[Texto da página]:
-- -- --

Pesquisadores localizam cemitério de escravizados em Salvador e defendem escavações

(FOLHAPRESS) – Uma das mais importantes praças de Salvador, Campo da Pólvora abriga o Fórum Rui Barbosa, uma estação de metrô e está a poucos metros da Arena Fonte Nova. Foi criada no século 17 como Campo do Desterro e sediou por um tempo a Casa da Pólvora, onde eram fabricadas munições.

 

Em seu entorno, foi criado no século 18 o cemitério do Campo da Pólvora, que por mais de um século foi destino dos corpos de escravizados, indigentes, criminosos, indigentes, suicidas e rebeldes de levantes como a Revolta dos Malês, que completou 190 anos neste sábado (25).

Fechado em 1844, o cemitério dos escravizados sumiu na paisagem urbana e foi esquecido enquanto memória da cidade. Mas sua provável localização foi descoberta após 180 anos.

O perímetro foi localizado por meio de um cruzamento de mapas e relatos históricos identificados pela pesquisadora Silvana Olivieri, doutoranda em Urbanismo na UFBA (Universidade Federal da Bahia).

-- -- --

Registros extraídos
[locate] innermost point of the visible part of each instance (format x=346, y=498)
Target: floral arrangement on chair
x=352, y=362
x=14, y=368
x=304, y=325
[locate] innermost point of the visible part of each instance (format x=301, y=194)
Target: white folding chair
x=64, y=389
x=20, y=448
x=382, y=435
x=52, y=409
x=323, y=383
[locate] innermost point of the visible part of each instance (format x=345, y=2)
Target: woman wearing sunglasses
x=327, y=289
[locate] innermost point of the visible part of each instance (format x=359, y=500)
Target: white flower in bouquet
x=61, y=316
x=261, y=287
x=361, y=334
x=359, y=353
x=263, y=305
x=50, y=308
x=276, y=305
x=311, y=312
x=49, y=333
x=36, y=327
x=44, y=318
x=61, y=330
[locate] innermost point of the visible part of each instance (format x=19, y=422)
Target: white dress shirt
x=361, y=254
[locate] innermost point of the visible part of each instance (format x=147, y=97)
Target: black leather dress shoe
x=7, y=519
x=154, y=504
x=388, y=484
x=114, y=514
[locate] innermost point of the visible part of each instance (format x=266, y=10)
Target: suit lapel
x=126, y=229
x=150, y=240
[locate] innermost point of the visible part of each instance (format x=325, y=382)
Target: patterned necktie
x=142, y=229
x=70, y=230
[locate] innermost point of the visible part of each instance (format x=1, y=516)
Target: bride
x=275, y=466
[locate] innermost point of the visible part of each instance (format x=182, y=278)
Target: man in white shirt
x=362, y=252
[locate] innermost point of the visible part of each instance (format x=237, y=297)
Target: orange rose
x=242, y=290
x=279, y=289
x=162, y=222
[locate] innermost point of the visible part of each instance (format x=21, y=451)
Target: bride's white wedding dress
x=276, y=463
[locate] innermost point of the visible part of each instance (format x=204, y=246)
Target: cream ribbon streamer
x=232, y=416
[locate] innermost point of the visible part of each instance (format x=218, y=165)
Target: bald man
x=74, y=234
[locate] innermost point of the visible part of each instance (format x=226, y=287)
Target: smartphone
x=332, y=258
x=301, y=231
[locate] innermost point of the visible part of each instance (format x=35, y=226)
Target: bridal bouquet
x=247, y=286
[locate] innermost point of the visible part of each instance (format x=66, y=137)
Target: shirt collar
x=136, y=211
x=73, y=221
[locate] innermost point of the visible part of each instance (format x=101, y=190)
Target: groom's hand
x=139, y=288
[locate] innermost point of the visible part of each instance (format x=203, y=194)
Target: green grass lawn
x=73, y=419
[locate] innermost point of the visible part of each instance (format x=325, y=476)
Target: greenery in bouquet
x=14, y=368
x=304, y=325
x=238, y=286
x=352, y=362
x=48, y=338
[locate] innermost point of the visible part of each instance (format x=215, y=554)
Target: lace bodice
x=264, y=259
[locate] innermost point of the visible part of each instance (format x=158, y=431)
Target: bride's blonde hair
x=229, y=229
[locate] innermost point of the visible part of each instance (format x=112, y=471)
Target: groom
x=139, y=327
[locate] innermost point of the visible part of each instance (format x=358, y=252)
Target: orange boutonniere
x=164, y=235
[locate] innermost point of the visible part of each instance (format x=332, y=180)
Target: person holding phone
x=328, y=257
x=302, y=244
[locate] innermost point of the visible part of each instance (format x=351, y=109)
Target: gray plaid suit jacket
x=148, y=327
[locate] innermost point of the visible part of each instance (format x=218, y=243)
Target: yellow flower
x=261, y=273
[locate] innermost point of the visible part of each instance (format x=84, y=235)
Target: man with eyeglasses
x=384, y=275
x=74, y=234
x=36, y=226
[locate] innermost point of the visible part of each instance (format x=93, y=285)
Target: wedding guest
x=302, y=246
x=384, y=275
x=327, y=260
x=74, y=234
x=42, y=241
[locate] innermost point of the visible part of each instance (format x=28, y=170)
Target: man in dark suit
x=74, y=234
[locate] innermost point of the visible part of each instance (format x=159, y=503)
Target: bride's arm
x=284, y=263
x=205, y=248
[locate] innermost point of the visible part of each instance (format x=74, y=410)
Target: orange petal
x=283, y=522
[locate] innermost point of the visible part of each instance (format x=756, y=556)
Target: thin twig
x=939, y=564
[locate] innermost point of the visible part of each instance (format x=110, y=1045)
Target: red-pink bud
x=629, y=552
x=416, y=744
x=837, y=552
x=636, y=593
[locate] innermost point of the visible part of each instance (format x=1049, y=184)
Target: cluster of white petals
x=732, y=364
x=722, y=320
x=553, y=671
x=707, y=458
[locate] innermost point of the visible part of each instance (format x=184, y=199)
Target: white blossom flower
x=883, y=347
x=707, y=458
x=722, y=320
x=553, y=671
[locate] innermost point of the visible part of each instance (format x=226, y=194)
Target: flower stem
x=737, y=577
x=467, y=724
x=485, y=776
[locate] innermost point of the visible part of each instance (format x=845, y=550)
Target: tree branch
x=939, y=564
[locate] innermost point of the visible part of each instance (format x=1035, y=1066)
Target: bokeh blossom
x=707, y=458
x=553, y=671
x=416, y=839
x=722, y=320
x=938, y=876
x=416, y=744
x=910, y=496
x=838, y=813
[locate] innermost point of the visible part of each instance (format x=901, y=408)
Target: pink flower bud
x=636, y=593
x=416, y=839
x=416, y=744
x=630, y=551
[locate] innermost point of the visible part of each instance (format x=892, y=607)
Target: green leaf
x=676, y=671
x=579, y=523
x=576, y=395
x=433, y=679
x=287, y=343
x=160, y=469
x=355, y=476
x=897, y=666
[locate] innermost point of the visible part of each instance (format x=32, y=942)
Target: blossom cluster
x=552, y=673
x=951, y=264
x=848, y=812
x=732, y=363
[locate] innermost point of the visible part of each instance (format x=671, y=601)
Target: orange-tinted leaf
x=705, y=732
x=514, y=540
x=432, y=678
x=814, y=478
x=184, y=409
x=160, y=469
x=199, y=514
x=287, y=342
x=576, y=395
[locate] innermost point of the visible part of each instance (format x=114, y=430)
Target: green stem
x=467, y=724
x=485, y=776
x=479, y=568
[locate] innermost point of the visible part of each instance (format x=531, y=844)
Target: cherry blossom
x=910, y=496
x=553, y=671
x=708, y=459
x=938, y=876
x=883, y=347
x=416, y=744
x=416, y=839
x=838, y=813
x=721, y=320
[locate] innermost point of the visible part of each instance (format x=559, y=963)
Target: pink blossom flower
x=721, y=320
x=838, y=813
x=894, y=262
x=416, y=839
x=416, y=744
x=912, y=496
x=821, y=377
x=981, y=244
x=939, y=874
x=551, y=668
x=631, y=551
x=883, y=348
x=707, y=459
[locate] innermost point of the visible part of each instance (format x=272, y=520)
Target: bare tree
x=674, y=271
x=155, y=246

-- -- --

[Tarefas]:
(a) Reproduza o trecho da notícia sobre o cemitério de escravizados, começando nas palavras "Pesquisadores localizam cemitério" e parando depois de "eram fabricadas munições.".
(b) Na listagem, reescreva apenas as linhas que vão da que contém "(format x=28, y=170)" até a que contém "x=283, y=522", incluindo as duas. Troque "Target" por "Object" e mantenha todo o resto igual.
O texto e a listagem não têm nenhuma relação entre si.

[Respostas por tarefa]:
(a)
Pesquisadores localizam cemitério de escravizados em Salvador e defendem escavações

(FOLHAPRESS) – Uma das mais importantes praças de Salvador, Campo da Pólvora abriga o Fórum Rui Barbosa, uma estação de metrô e está a poucos metros da Arena Fonte Nova. Foi criada no século 17 como Campo do Desterro e sediou por um tempo a Casa da Pólvora, onde eram fabricadas munições.

(b)
[locate] innermost point of the visible part of each instance (format x=28, y=170)
Object: man in dark suit
x=74, y=234
[locate] innermost point of the visible part of each instance (format x=159, y=503)
Object: bride's arm
x=284, y=263
x=205, y=248
[locate] innermost point of the visible part of each instance (format x=74, y=410)
Object: orange petal
x=283, y=522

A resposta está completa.